• _Entries provided_
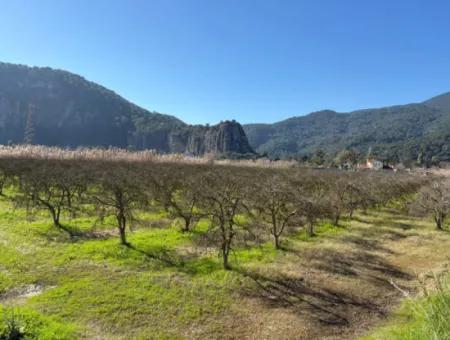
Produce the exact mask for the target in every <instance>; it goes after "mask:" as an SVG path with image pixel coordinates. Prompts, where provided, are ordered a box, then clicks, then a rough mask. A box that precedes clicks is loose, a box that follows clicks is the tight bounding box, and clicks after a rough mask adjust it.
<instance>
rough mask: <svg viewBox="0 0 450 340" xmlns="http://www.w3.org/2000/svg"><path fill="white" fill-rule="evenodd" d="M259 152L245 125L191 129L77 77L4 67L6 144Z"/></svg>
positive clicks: (1, 73)
mask: <svg viewBox="0 0 450 340" xmlns="http://www.w3.org/2000/svg"><path fill="white" fill-rule="evenodd" d="M24 142H28V143H34V144H43V145H56V146H65V147H77V146H104V147H107V146H114V147H121V148H132V149H155V150H157V151H159V152H181V153H189V154H194V155H200V154H204V153H214V154H246V153H249V154H253V153H254V151H253V150H252V148H251V147H250V145H249V143H248V140H247V138H246V136H245V133H244V131H243V129H242V127H241V126H240V125H239V123H237V122H235V121H225V122H221V123H219V124H217V125H214V126H201V125H188V124H186V123H185V122H183V121H181V120H180V119H178V118H176V117H174V116H170V115H167V114H161V113H158V112H154V111H148V110H146V109H143V108H141V107H139V106H137V105H135V104H133V103H131V102H130V101H128V100H126V99H125V98H123V97H121V96H120V95H118V94H117V93H115V92H114V91H112V90H109V89H107V88H105V87H103V86H101V85H99V84H97V83H94V82H91V81H89V80H87V79H85V78H84V77H82V76H79V75H76V74H74V73H71V72H68V71H64V70H55V69H52V68H49V67H29V66H25V65H15V64H9V63H0V144H7V143H15V144H19V143H24Z"/></svg>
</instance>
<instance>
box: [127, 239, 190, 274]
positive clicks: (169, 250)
mask: <svg viewBox="0 0 450 340" xmlns="http://www.w3.org/2000/svg"><path fill="white" fill-rule="evenodd" d="M124 246H125V247H127V248H128V249H131V250H133V251H136V252H138V253H140V254H142V255H144V257H145V258H147V259H151V260H156V261H159V262H161V263H163V264H164V265H165V266H167V267H176V268H183V267H184V265H185V261H184V259H183V258H182V257H181V256H179V255H178V254H177V253H176V252H175V251H174V250H172V249H168V248H165V247H161V248H158V249H151V250H150V249H145V250H144V249H140V248H138V247H136V246H135V245H133V244H132V243H127V244H126V245H124Z"/></svg>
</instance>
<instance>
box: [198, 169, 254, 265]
mask: <svg viewBox="0 0 450 340" xmlns="http://www.w3.org/2000/svg"><path fill="white" fill-rule="evenodd" d="M236 170H238V169H231V168H228V167H215V168H211V169H210V170H209V171H208V172H207V173H205V174H204V177H203V180H202V181H201V183H199V185H201V187H202V195H201V199H200V202H199V203H200V208H201V209H202V210H203V211H204V212H205V213H206V214H207V215H208V216H209V217H210V218H211V226H210V230H209V235H210V240H211V242H212V243H213V244H215V245H217V246H218V247H219V249H220V254H221V256H222V260H223V268H224V269H226V270H230V269H231V265H230V262H229V257H230V253H231V251H232V249H233V244H234V241H235V239H236V237H237V236H238V233H239V231H240V230H239V228H240V225H239V221H238V218H237V217H238V215H239V214H240V213H242V212H243V211H244V201H245V195H246V188H247V187H246V184H248V182H247V183H246V180H248V178H247V176H246V172H247V171H246V170H245V169H240V170H239V171H236Z"/></svg>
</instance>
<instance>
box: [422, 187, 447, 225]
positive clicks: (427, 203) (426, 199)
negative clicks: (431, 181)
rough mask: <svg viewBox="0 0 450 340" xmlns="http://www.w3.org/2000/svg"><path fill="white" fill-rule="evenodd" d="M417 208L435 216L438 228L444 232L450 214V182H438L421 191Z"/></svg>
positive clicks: (423, 187) (428, 213)
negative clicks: (447, 218)
mask: <svg viewBox="0 0 450 340" xmlns="http://www.w3.org/2000/svg"><path fill="white" fill-rule="evenodd" d="M417 206H418V208H419V209H421V210H422V211H424V212H425V213H428V214H431V215H432V216H433V219H434V222H435V224H436V228H437V229H438V230H443V229H444V225H445V220H446V218H447V216H448V215H449V214H450V180H448V179H446V180H436V181H433V182H432V183H430V185H427V186H424V187H423V188H422V189H421V190H420V191H419V196H418V199H417Z"/></svg>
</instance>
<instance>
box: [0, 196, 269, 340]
mask: <svg viewBox="0 0 450 340" xmlns="http://www.w3.org/2000/svg"><path fill="white" fill-rule="evenodd" d="M145 218H146V220H151V222H152V228H145V227H141V228H139V229H137V230H135V231H133V232H129V234H128V235H129V237H128V238H129V241H130V243H131V244H132V247H126V246H120V245H119V242H118V238H117V237H116V236H114V235H112V236H110V235H106V236H104V237H101V238H95V237H94V238H89V237H88V238H83V237H81V238H75V239H71V238H70V237H69V236H68V235H67V234H66V233H65V232H62V231H59V230H57V229H56V228H55V227H54V226H53V225H52V224H51V221H50V219H49V217H48V215H47V214H46V212H45V211H41V212H39V213H37V214H35V215H34V216H33V219H29V218H28V217H27V215H26V213H25V212H24V211H23V210H20V209H16V210H14V209H12V207H11V205H10V204H9V202H7V201H0V293H2V292H7V291H15V290H19V291H20V288H21V287H26V286H27V285H30V284H38V285H40V286H42V287H43V288H44V290H43V292H42V293H41V294H39V295H37V296H34V297H30V298H27V299H25V301H22V302H21V303H23V304H24V305H23V306H22V307H20V308H21V309H20V310H18V313H19V314H20V315H22V314H23V315H24V316H23V318H22V319H23V320H24V321H23V322H24V323H26V325H27V326H26V327H27V328H28V331H27V332H28V333H30V334H31V333H33V334H35V336H36V338H38V339H47V338H48V339H53V338H54V337H52V336H53V335H52V334H53V333H54V334H61V337H60V339H65V338H68V339H69V338H71V337H74V336H76V335H74V334H83V337H91V336H94V335H95V334H98V333H100V334H104V335H106V336H108V337H132V338H143V339H144V338H145V339H148V338H180V337H188V335H187V334H186V332H187V330H188V329H190V327H195V325H201V326H202V328H203V330H204V331H205V332H207V331H208V329H215V330H217V329H219V331H220V329H221V321H220V318H221V315H223V314H224V313H225V314H226V313H230V312H231V311H230V306H231V305H232V301H233V300H234V299H235V296H234V294H235V292H237V291H238V289H239V287H240V286H241V285H243V284H245V283H243V278H242V277H241V275H239V274H238V273H237V272H234V271H232V272H229V271H225V270H223V269H222V262H221V258H220V257H218V252H216V251H213V252H210V253H206V254H202V255H195V256H194V255H190V254H189V253H186V251H185V249H189V248H194V247H195V239H196V238H197V237H199V236H200V235H201V234H202V233H204V232H205V231H206V230H207V229H208V226H209V223H208V221H206V220H202V221H200V222H199V223H198V225H197V226H196V228H195V230H194V232H192V233H181V232H180V230H179V226H178V225H177V223H168V224H167V223H165V224H162V225H161V227H158V221H160V220H162V219H167V215H166V214H165V213H164V212H161V213H153V214H146V216H145ZM95 222H96V218H95V217H91V218H89V217H88V218H87V217H83V218H75V219H72V220H63V223H65V225H67V226H69V227H70V228H72V229H73V230H77V231H82V232H87V235H92V234H89V232H92V231H94V232H96V231H103V230H105V229H109V230H112V231H114V230H115V229H114V228H113V227H111V226H112V223H113V221H110V220H108V219H106V220H105V221H103V223H104V224H98V223H97V224H96V223H95ZM276 255H277V253H276V251H275V250H274V249H273V247H271V245H269V244H265V245H262V246H261V247H251V248H248V249H247V248H242V249H237V250H236V252H235V254H234V255H233V256H232V259H231V260H232V261H231V262H232V264H233V266H241V265H252V264H253V265H255V264H258V263H263V262H267V261H270V260H271V259H273V258H274V257H275V256H276ZM50 316H51V317H50ZM33 320H34V321H33ZM55 320H63V323H59V321H55ZM207 321H208V322H207ZM33 322H34V323H33ZM64 324H67V325H68V326H67V328H66V329H61V330H60V327H63V325H64ZM69 325H70V326H69ZM205 325H206V326H205ZM75 329H76V330H77V332H81V333H75V331H74V330H75ZM105 330H107V333H105ZM52 332H53V333H52ZM28 333H27V334H28ZM56 338H57V337H56Z"/></svg>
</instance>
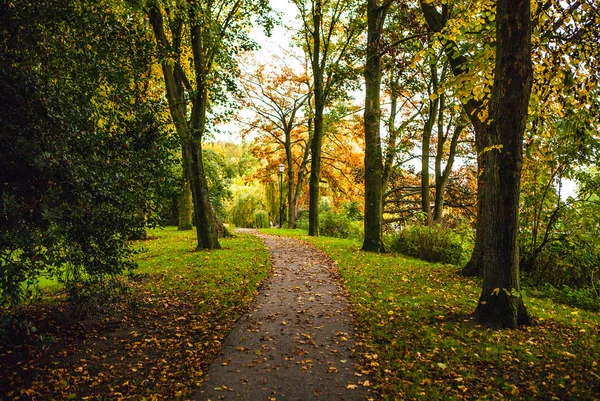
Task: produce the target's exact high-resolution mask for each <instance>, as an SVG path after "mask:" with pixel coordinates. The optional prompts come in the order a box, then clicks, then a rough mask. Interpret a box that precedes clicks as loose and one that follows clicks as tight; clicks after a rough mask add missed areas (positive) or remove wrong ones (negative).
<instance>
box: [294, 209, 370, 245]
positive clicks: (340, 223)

• _Work instruction_
Copy the records word for word, from their start up to and including the line that contains "positive clicks: (1, 73)". Leave the pictures out of your copy.

• _Expected answer_
Produce the exact mask for the target in every <instance>; it goes after "mask:" as an SVG path with image pixel coordinates. Prompts, where provided, are ordered a box, then clicks, then a rough mask. A box that precedes clicks is loose, a box that follows clicks is the tight bounding box, and clicks after a rough mask adjust it.
<instance>
rough mask: <svg viewBox="0 0 450 340" xmlns="http://www.w3.org/2000/svg"><path fill="white" fill-rule="evenodd" d="M259 152L245 125L191 129L77 77L4 67L6 144Z"/></svg>
positive clicks: (1, 73)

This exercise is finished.